> [Goal]
Please summarize the GDPR security excerpt below in two sentences.

Hacks, ransomware, theft of credit card details, phishing mails… data breaches are taking a prominent position in daily headlines. Company reputations are destroyed as a result of not effectively handling data breaches. As per next year companies have mandatory breach notification obligations towards regulators, individuals or other companies they provide services to. These notification obligations create new spotlights on how well companies are able to handle data breaches. To help you getting started, this article is to provide you with a pragmatic GDPR data breach response guide

Security Obligations

Security plays a prominent role in the European Union's new General Data Protection Regulation (GDPR). Transparency, allowing individuals to exercise their rights, appropriate mechanisms for international data transfers have little value to individuals if their data is not secure. Lack of consumer confidence has been identified as a key risk for the development of the digital single market, and a series of high profile data breaches has exacerbated the situation. The GDPR has therefore made data security a crucial piece of the puzzle.

Security obligations apply to both, controllers and processors. This is sensible in today's world where service providers may have great influence on the security measures taken and already have complex sub-contracting arrangements in place which they may find impractical or undesirable to seek to amend. With rules applying directly to both controllers and processors that offer goods or services in the European Union, any company processing personal data should have an idea of the security obligations applicable to it.

Both controllers and processors are obliged to ''implement appropriate technical and organisational measures'' taking into account ''the state of the art and the costs of implementation'' and ''the nature, scope, context, and purpose of the processing as well as the risk or varying likelihood and severity for the rights and freedoms of natural persons.'' This may be challenging for certain types of processors as not all processors have any visibility of the data which they process, such as hosting providers. As these processors will be unable to assess the nature of the risk, they may have to place obligations on their customers to asses, at a minimum, the level of security they require.

Moreover, the GDPR requires controllers to only engage processors that provide ''sufficient guarantees to implement appropriate technical and organisation measures'' in order to meet the GDPR's requirements and protect data subjects' rights.

> [Extracted records]
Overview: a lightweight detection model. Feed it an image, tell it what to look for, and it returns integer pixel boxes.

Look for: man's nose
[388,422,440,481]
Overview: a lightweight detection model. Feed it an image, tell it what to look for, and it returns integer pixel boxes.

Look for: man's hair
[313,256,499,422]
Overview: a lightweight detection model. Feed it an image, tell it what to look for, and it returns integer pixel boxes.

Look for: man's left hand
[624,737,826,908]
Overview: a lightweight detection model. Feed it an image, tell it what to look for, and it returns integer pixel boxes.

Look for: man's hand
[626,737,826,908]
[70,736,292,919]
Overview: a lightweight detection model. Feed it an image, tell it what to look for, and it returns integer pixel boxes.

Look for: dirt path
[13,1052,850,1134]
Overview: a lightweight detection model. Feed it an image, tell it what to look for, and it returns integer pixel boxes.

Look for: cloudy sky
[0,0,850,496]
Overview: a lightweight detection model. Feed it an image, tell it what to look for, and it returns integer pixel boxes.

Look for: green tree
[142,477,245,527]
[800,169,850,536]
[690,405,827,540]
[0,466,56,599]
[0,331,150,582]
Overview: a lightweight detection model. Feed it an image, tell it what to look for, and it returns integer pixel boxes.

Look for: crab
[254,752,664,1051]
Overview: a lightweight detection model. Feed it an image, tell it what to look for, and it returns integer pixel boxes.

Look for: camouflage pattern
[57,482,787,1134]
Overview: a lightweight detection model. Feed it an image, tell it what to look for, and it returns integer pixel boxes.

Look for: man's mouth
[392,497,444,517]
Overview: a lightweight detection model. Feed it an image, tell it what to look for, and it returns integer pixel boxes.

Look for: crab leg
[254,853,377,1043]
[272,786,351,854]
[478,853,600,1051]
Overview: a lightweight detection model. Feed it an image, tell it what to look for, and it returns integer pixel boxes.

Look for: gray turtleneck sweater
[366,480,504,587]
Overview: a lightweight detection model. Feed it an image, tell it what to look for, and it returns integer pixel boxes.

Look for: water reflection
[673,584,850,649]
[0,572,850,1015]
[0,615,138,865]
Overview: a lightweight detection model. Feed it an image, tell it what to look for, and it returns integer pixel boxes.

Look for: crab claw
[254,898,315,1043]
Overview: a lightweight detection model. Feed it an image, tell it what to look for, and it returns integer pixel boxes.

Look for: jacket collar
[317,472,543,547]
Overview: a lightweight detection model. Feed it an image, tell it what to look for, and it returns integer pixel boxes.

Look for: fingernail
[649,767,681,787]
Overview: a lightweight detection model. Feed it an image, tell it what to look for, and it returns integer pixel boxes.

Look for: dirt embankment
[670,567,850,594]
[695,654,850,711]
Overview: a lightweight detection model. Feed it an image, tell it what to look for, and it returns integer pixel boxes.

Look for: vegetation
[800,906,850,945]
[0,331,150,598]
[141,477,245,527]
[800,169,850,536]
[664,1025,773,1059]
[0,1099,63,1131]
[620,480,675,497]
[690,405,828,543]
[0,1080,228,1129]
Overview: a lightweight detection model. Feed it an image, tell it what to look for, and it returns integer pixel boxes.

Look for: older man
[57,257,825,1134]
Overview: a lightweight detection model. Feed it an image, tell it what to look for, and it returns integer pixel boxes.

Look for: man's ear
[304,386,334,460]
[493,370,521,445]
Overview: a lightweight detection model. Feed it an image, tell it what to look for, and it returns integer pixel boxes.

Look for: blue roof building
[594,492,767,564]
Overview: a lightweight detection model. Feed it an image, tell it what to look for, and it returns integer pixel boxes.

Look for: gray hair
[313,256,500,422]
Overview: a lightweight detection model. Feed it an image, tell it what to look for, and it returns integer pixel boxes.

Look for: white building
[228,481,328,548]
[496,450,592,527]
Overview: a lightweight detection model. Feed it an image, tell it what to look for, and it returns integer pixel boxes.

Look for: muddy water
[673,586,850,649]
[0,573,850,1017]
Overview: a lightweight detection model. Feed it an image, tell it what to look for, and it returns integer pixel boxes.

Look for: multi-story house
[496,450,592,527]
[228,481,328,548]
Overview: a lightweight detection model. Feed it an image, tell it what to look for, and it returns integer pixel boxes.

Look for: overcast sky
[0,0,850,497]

> [Answer to the task]
Data breaches are prominent in daily headlines, and from next year companies face mandatory breach notification obligations under the GDPR, which makes data security a crucial piece of the puzzle. Both controllers and processors must implement appropriate technical and organizational measures that take into account the state of the art, implementation costs, the processing itself, and the risks to individuals, and controllers may engage only processors that give sufficient guarantees of such measures.